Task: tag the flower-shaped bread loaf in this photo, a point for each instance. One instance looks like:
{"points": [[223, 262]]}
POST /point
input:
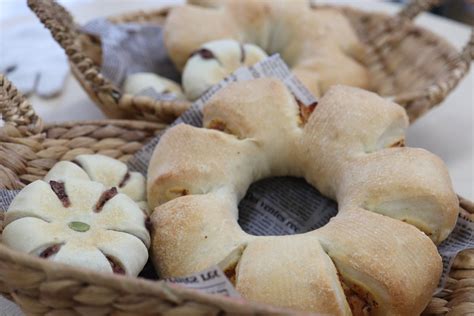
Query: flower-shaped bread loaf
{"points": [[70, 219], [106, 170], [319, 45], [375, 256]]}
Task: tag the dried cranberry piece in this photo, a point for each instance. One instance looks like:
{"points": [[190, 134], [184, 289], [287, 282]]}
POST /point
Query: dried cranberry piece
{"points": [[48, 252], [204, 53], [104, 198], [60, 190], [116, 267], [305, 111], [242, 53], [125, 178], [148, 224]]}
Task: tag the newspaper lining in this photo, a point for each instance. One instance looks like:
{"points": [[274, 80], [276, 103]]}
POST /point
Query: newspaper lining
{"points": [[276, 206], [212, 281], [461, 238]]}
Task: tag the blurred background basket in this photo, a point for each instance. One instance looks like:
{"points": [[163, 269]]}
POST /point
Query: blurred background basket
{"points": [[407, 62], [29, 148]]}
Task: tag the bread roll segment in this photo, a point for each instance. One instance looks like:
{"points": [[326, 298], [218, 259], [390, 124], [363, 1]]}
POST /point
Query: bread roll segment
{"points": [[318, 41], [291, 271], [409, 184], [381, 265]]}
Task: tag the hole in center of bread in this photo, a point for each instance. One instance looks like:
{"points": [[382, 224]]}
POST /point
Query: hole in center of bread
{"points": [[284, 206]]}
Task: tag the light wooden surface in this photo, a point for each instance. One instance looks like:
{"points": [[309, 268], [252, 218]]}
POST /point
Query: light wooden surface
{"points": [[447, 131]]}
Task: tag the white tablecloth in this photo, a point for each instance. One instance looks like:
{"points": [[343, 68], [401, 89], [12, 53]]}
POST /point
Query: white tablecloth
{"points": [[447, 131]]}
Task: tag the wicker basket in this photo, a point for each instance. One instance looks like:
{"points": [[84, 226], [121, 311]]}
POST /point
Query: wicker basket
{"points": [[29, 149], [417, 81]]}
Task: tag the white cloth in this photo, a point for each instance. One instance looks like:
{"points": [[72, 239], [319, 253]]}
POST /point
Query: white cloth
{"points": [[32, 60]]}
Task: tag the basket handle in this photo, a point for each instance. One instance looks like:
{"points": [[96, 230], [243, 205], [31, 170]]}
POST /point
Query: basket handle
{"points": [[435, 94], [415, 7], [64, 30], [17, 111]]}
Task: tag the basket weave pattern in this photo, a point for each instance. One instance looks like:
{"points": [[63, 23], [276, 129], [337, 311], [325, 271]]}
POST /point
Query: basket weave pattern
{"points": [[419, 75], [28, 150]]}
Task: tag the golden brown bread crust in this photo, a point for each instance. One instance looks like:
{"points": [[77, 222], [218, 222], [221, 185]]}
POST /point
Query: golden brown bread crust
{"points": [[320, 45], [380, 255], [345, 151]]}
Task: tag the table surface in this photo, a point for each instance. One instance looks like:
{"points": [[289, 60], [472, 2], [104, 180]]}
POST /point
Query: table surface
{"points": [[447, 130]]}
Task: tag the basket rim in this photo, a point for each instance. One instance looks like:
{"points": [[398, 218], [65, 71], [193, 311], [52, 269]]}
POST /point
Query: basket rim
{"points": [[174, 293], [117, 104]]}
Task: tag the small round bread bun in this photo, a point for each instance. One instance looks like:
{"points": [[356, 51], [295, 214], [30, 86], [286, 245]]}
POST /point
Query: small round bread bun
{"points": [[140, 81], [215, 60], [70, 219], [319, 44]]}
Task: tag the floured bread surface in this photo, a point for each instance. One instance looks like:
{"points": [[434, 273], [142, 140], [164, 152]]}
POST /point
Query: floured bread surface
{"points": [[377, 256], [319, 45], [106, 170], [70, 219]]}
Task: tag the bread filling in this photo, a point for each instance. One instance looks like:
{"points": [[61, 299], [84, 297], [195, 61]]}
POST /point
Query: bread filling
{"points": [[117, 268], [60, 190], [360, 301]]}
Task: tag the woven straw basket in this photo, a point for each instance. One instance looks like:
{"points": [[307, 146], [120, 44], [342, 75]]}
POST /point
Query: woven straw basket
{"points": [[28, 149], [416, 67]]}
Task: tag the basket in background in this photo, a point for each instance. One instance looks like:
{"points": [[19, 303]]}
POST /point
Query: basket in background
{"points": [[407, 62], [28, 149]]}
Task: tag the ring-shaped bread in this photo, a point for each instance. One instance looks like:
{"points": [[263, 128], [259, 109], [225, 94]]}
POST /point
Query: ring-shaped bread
{"points": [[373, 256], [319, 45]]}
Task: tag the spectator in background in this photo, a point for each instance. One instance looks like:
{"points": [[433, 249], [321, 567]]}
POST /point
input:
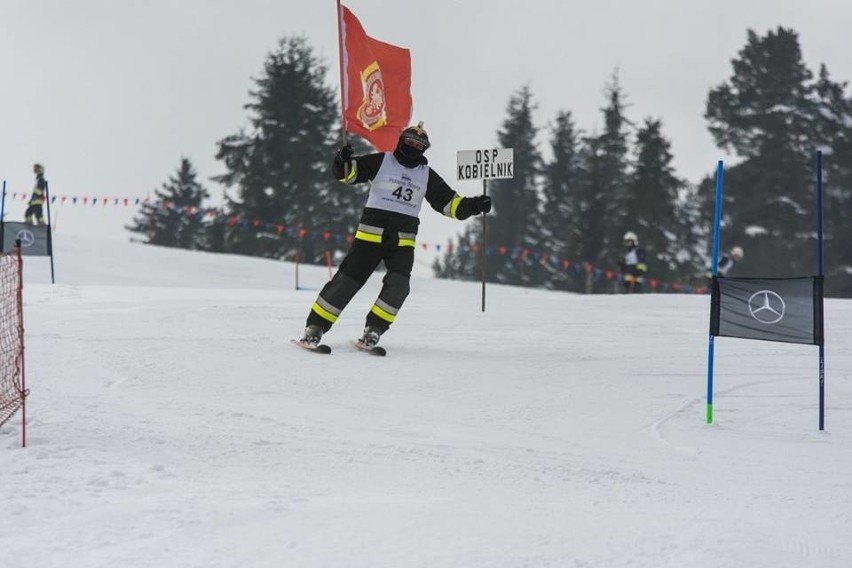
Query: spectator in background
{"points": [[633, 266], [34, 213], [727, 260]]}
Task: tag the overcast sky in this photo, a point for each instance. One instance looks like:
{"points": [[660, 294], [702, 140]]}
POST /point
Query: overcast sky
{"points": [[109, 94]]}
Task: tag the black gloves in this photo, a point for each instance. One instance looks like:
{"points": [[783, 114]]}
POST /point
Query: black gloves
{"points": [[344, 154], [482, 203]]}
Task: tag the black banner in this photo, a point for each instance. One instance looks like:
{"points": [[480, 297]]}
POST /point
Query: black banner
{"points": [[34, 239], [789, 310]]}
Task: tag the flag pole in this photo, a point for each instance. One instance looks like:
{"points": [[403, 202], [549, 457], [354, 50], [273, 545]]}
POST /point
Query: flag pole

━━━━━━━━━━━━━━━━━━━━━━━━━━━━━━

Task objective: Search the entries above for the string "flag". Copy each line in which it appears.

Result of this exercise:
Task: tag the flag pole in this photo, a point for each instance. One instance looks like:
Query: flag pole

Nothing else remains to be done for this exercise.